### Task brief:
Please arrange the lines of the records below as a numbered list, beginning at the line that contains "occurrence of neck" and stopping after the line that contains "top-left (331, 148), bottom-right (401, 198)". Include only those lines, and leave out any blank ones.

### Supplied information:
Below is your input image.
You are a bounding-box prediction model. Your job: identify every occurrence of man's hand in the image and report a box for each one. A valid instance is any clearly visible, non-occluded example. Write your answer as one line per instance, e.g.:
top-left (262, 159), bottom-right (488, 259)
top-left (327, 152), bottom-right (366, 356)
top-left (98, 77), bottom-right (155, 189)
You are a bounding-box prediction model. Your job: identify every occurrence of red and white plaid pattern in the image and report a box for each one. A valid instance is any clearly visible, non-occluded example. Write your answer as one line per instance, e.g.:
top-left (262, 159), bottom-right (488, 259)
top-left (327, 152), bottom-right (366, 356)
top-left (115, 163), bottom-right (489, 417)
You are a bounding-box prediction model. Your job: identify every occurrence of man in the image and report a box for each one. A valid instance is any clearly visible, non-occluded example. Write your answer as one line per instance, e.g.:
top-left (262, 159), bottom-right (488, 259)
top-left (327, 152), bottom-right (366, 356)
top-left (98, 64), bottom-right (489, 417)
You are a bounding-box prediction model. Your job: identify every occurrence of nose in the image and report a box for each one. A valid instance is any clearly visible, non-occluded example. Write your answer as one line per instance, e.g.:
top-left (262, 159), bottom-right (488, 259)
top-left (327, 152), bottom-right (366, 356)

* * *

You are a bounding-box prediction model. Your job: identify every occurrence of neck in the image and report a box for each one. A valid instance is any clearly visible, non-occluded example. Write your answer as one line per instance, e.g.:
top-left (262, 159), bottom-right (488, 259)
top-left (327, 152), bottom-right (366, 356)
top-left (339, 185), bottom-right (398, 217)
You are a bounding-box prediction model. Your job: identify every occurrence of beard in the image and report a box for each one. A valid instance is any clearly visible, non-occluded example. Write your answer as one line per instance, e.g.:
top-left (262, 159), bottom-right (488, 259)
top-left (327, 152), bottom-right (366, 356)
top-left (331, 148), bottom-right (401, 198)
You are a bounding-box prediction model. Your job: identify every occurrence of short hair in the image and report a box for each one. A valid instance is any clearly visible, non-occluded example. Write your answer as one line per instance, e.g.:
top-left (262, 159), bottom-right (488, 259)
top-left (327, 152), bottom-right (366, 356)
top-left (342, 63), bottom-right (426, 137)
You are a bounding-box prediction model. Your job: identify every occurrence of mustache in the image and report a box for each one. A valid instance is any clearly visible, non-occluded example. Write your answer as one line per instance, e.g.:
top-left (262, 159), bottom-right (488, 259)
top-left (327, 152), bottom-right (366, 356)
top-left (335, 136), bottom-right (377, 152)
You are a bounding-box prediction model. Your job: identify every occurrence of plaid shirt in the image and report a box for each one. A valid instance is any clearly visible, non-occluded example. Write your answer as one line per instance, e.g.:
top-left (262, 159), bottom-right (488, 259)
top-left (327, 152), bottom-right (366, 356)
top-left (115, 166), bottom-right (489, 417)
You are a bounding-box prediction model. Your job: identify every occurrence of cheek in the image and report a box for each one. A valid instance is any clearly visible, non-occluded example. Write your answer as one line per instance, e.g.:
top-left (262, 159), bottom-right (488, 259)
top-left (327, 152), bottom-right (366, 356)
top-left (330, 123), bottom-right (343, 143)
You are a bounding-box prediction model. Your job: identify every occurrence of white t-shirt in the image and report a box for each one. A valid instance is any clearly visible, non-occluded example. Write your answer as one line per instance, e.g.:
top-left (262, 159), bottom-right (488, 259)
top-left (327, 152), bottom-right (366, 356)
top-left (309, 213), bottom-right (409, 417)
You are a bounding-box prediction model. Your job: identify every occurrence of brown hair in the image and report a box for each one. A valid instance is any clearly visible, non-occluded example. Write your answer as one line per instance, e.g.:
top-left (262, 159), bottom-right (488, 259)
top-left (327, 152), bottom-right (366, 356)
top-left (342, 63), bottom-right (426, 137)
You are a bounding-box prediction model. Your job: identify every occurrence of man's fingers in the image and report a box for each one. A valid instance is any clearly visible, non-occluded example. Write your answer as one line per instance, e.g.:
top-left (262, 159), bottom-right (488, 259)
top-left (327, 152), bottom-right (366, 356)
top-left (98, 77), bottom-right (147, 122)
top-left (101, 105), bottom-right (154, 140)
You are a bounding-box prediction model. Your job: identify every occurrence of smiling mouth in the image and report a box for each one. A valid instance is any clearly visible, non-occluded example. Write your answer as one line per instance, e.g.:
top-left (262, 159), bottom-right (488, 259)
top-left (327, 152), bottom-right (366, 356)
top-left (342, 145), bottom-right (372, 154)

### Response:
1. You are a bounding-box prediction model. Your job: identify every occurrence of neck in the image and report a box for each one. A valid instance is any clearly visible, non-occluded example. Write your answer as one line per instance, e.g.:
2. top-left (262, 159), bottom-right (488, 259)
3. top-left (327, 152), bottom-right (366, 356)
4. top-left (339, 185), bottom-right (398, 217)
5. You are a bounding-box prediction model. Your job: identify every occurrence of beard in the image and report a box for each one. A valid instance is any clearly visible, non-occluded example. Write your answer as one line per instance, e.g.:
6. top-left (262, 159), bottom-right (488, 259)
7. top-left (327, 152), bottom-right (366, 356)
8. top-left (331, 148), bottom-right (401, 198)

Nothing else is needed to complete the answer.